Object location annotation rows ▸
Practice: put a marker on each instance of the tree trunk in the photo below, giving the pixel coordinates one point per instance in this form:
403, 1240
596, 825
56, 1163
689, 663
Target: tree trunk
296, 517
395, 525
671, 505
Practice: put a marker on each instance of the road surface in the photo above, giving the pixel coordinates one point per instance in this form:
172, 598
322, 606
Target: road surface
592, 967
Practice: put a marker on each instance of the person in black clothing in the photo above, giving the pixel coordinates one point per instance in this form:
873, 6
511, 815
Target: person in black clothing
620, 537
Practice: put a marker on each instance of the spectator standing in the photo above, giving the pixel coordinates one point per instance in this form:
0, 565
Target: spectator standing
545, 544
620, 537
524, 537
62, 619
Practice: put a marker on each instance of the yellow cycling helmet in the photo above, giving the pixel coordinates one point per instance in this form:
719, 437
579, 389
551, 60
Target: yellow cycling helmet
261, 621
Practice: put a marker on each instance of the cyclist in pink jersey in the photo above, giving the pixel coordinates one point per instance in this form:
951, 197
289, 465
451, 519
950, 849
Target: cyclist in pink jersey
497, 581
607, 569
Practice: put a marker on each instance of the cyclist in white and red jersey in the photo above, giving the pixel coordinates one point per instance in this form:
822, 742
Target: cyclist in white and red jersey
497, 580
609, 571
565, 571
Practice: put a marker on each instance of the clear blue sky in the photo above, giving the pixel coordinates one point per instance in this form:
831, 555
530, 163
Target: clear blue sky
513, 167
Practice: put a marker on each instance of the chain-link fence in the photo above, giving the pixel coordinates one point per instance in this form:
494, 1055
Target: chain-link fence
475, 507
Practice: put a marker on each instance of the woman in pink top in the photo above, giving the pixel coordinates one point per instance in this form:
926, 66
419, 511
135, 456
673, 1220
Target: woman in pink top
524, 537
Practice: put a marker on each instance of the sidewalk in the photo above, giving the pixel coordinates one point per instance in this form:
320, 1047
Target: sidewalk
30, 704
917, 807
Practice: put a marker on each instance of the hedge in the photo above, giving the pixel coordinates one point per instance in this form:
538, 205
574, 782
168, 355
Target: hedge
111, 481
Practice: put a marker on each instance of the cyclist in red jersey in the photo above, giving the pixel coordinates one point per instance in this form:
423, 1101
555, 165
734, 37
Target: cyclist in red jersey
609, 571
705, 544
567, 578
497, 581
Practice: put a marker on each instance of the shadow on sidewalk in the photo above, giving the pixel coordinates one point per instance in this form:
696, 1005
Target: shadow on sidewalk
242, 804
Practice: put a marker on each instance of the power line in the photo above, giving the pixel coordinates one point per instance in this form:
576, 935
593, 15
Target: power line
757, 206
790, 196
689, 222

Stated goal ▸
Quote verbatim every line from the one containing "the cyclist in red" through the last line of the rows, inclusive.

Task result ▸
Practice: put a marker on each instance of the cyclist in red jersey in the photo above, giving the pixel coordinates one point per instance in this form:
423, 1101
555, 165
734, 37
Target: cyclist in red jersey
609, 571
705, 544
567, 578
497, 581
Practice: put a marker on each instance of the shadow on sidewalk in the photo above, giving the pixel coordinates one point per instance in this form:
696, 1005
Target: shadow on sidewalk
242, 804
Practice: put a marker on each instance of the power line in the photo above, giving the pixel coordinates one point per instance in this form:
576, 935
593, 15
Target: power line
757, 206
790, 196
689, 222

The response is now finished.